Jawablah pertanyaan berikut berdasarkan teks tentang perbedaan antarkelompok:
1. Istilah asing apa yang dipakai teks untuk "kelompok kita" dan "kelompok mereka"?
2. Alih-alih di "taman firdaus", kita merasa hidup di taman apa?
3. Hukum apa yang dikatakan berlaku di akhir teks?

Bacaan yang Disediakan |
+++
Seluruh atribut tersebut menjadi “tembok pemisah” yang membedakan kelompok kita (ingroup) dan kelompok mereka (outgroup). Pembedaan semacam itu dalam kenyataan sering mengerucut menjadi konflik antargolongan bahkan dengan menggunakan tindakan kekerasan. Di situlah kemudian kita menemukan bahwa “perbedaan” tidak dipahami sebagai suatu realitas yang mesti diterima sebagai anugerah, melainkan sebagai ancaman terhadap diri sendiri. Perbedaan yang seharusnya memperkaya kehidupan dengan warna-warni dinamika kelompok sosial malah terus dilihat sebagai bahaya. Sehingga kita tidak lagi merasa hidup di “taman firdaus” tetapi di “taman safari”. Yang merasa lemah selalu terancam oleh kepentingan yang kuat; yang kuat cenderung mengabaikan kehidupan yang lemah. Hukum yang berlaku adalah “hukum rimba”.
+++
Catatan dari kumpulan pelabelan titik |
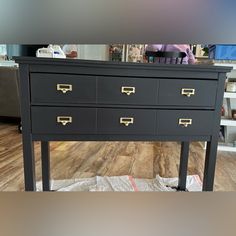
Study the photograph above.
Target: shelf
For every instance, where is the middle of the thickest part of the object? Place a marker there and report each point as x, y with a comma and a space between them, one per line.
229, 95
226, 148
227, 122
226, 64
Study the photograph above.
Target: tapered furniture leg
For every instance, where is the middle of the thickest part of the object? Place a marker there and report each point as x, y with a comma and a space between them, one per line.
210, 162
45, 158
183, 167
29, 165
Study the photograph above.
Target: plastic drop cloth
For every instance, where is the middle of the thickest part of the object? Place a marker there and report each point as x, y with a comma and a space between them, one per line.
123, 184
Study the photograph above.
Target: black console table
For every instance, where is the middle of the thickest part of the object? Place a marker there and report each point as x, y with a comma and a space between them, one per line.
74, 100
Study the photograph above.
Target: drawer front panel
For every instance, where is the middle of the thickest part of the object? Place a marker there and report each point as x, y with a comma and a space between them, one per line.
63, 120
196, 93
62, 88
184, 122
117, 90
126, 121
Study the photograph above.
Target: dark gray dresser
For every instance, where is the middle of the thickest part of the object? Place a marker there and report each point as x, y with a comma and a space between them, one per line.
70, 100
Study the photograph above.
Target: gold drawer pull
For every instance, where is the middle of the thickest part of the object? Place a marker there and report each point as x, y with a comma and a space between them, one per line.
185, 122
64, 87
187, 92
126, 120
127, 90
64, 119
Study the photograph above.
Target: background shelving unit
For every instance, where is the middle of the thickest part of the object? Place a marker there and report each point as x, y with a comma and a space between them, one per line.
227, 122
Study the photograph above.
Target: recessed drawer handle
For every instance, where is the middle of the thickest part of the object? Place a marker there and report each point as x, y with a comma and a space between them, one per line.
187, 92
127, 90
126, 120
64, 120
185, 122
64, 87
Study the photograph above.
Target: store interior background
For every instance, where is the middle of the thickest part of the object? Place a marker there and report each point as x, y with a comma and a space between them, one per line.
11, 154
130, 53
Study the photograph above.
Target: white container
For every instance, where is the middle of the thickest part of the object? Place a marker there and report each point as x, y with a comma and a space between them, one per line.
231, 87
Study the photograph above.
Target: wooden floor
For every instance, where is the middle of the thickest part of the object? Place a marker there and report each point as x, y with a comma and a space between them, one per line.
86, 159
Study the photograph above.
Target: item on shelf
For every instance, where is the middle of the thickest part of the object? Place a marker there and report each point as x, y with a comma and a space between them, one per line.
+++
Hasil Latihan |
1. Ingroup untuk kelompok kita dan outgroup untuk kelompok mereka.
2. Di "taman safari".
3. "Hukum rimba".